(EXTRACTED RECORDS)
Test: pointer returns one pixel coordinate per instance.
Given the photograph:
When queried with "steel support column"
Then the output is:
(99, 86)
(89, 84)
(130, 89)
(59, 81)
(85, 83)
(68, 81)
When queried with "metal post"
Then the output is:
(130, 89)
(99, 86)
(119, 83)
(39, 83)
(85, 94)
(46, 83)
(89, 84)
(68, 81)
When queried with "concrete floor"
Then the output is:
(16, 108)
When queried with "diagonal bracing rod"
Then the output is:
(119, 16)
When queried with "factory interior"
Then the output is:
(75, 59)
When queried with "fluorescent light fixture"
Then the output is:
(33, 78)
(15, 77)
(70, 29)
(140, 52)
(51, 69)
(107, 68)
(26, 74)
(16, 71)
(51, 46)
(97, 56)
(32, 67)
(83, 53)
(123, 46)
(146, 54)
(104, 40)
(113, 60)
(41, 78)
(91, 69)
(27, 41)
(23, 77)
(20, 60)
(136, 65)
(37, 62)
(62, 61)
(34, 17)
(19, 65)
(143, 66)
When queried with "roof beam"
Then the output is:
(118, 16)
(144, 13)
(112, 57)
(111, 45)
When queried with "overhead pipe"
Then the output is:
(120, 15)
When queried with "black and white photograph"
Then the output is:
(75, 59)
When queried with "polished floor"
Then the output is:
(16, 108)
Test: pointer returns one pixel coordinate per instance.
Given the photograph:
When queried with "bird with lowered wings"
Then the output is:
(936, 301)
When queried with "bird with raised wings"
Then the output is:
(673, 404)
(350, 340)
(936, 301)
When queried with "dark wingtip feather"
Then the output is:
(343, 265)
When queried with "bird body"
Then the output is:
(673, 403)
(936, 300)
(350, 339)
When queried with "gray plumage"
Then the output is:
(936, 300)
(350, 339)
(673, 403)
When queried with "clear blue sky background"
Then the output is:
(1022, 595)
(End EXTRACTED RECORDS)
Every entry above needs to be written out again exactly.

Test: pointer returns one pixel coordinate per instance.
Given the photograph:
When queried with "steel support column"
Then the output is:
(99, 86)
(89, 84)
(130, 89)
(59, 81)
(85, 83)
(68, 81)
When queried with "metal post"
Then the output is:
(130, 89)
(99, 86)
(119, 83)
(39, 83)
(85, 94)
(46, 83)
(89, 84)
(68, 81)
When queried with "concrete floor"
Then the output is:
(16, 108)
When queried with "diagonal bracing rod"
Then the output is:
(119, 16)
When queried with "factory interior"
Then the output is:
(75, 59)
When queried with "fluorescent light fixture"
Then the output is:
(33, 78)
(15, 77)
(70, 29)
(140, 52)
(51, 69)
(107, 68)
(26, 74)
(16, 71)
(51, 46)
(97, 56)
(32, 67)
(83, 53)
(123, 46)
(146, 54)
(104, 40)
(113, 60)
(41, 78)
(91, 69)
(27, 41)
(23, 77)
(20, 60)
(136, 65)
(37, 62)
(62, 61)
(34, 17)
(19, 65)
(143, 66)
When queried with "roof beam"
Then the output is:
(118, 16)
(144, 13)
(112, 57)
(111, 45)
When queried with "overhead pipe"
Then the output is:
(120, 15)
When queried with "black and white photograph"
Then the output is:
(75, 59)
When queried with "polished floor"
Then the output is:
(16, 108)
Test: pointer returns one pixel coordinate per instance.
Given the photograph:
When queried with "bird with lowered wings"
Then the output is:
(936, 301)
When queried with "bird with raised wings"
Then the output is:
(673, 404)
(350, 340)
(936, 301)
When queried with "dark wingtip feather"
Then the output is:
(343, 265)
When queried with "bird body"
Then the output is:
(673, 403)
(936, 300)
(350, 339)
When queried with "gray plumage"
Then the output is:
(936, 300)
(350, 339)
(673, 403)
When queried with "clear blue sky background"
Then the output is:
(1022, 595)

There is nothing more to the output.